Material supplied:
= = =

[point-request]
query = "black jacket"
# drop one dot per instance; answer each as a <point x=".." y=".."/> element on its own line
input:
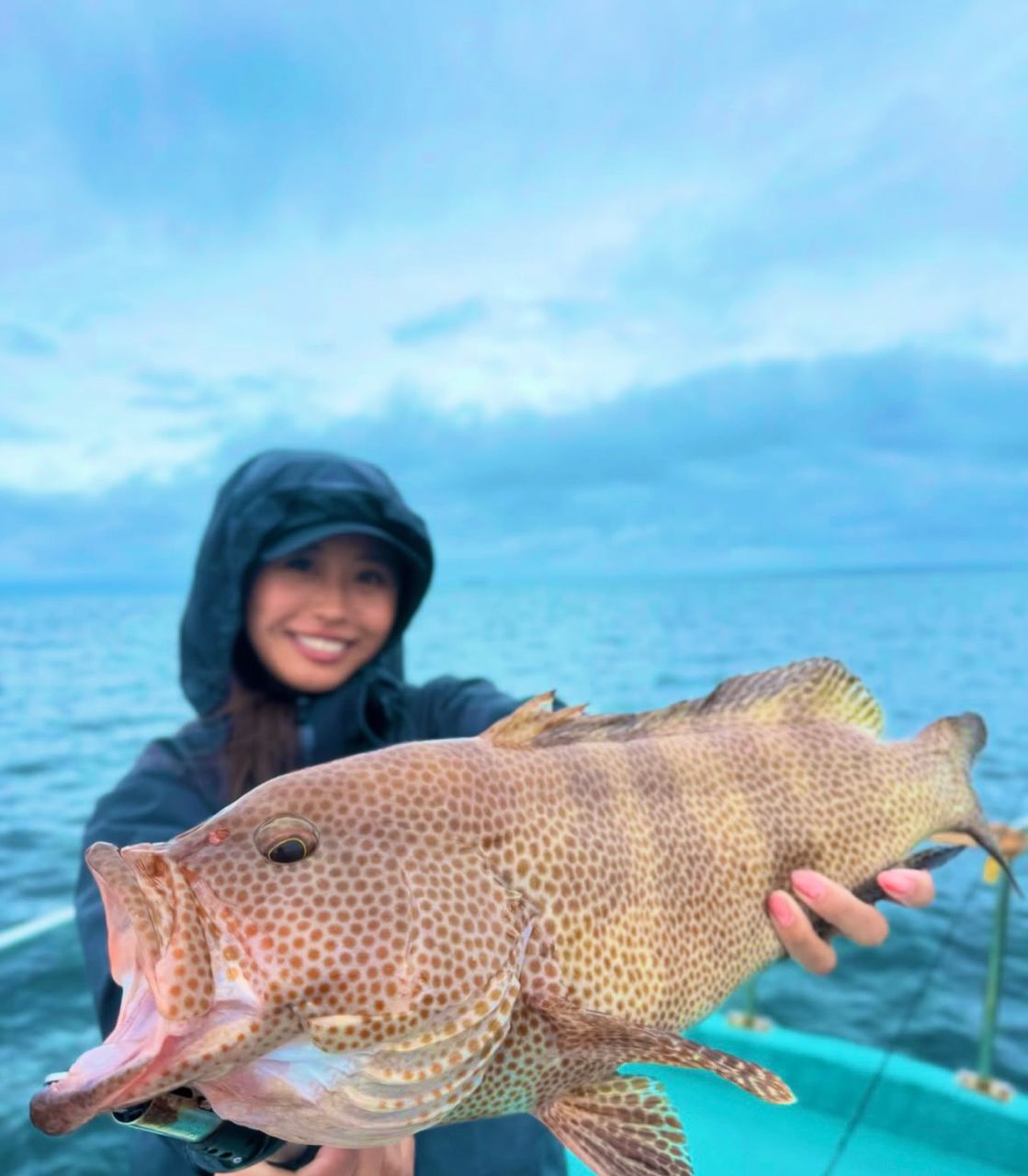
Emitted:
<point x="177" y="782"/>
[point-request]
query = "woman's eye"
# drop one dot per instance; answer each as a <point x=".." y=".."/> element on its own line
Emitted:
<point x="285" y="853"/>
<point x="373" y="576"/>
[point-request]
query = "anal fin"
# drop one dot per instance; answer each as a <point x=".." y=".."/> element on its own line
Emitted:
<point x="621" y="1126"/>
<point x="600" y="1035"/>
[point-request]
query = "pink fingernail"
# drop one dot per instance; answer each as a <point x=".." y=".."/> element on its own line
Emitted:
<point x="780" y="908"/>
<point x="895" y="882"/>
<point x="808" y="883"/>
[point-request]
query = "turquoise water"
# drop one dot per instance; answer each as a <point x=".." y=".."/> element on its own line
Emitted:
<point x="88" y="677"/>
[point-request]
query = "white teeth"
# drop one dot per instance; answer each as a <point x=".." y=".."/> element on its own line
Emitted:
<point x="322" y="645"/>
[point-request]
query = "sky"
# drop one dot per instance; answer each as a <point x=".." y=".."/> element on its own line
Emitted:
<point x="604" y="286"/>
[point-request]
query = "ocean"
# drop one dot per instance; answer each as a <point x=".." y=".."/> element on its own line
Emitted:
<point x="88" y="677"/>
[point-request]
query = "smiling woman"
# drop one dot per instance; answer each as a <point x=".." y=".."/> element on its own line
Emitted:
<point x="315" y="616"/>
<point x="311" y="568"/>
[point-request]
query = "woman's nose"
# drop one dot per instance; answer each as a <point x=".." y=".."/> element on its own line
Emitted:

= = =

Exercise aim: Quote the data exactly, leaving every image out of the copy.

Completed task:
[point-request]
query = "black jacket"
# drop one dot per instance; answer each as a <point x=".." y=".."/> element on its own line
input:
Emitted:
<point x="177" y="782"/>
[point-request]
query = "woman's eye"
# drop one dot per instance; answer each as a <point x=".." y=".."/> element on its own line
Emitted:
<point x="285" y="853"/>
<point x="373" y="576"/>
[point-request]
query = "anal fin"
# drop one dot per instance; answer each as a <point x=".." y=".."/> element on its own line
Emitted:
<point x="621" y="1126"/>
<point x="600" y="1035"/>
[point-request]
query = "pink fingernail"
# drop one dot per instance; answer each as a <point x=".." y=".."/> element on its own line
Emitted:
<point x="780" y="908"/>
<point x="895" y="882"/>
<point x="808" y="883"/>
[point-request]
query = "turquoise water"
# drop one dot per instance; answer each as a <point x=".." y=".."/> element on its own line
Emitted:
<point x="88" y="677"/>
[point-request]
query = "white teeth"
# drop one dot per instance; answer each as a <point x=".." y=".."/> element on its own line
Emitted:
<point x="322" y="645"/>
[point-request]
query = "sky"
# drop one dot per instance; answer each as a <point x=".." y=".."/> element on its own line
Emitted:
<point x="604" y="286"/>
[point-request]
query = "ocean"
# drop one dot per instance; answer each as a <point x=".." y=".."/> element on its own line
Emitted:
<point x="88" y="677"/>
[point-request]
query = "smiling woman"
# drop one dot per instance; answer each as a <point x=".." y=".."/> element on its own line
Emitted:
<point x="315" y="616"/>
<point x="311" y="568"/>
[point-request]
query = "woman's nose"
# drop one dot per instance; answer each as a <point x=".." y=".."/> element on its own line
Emitted:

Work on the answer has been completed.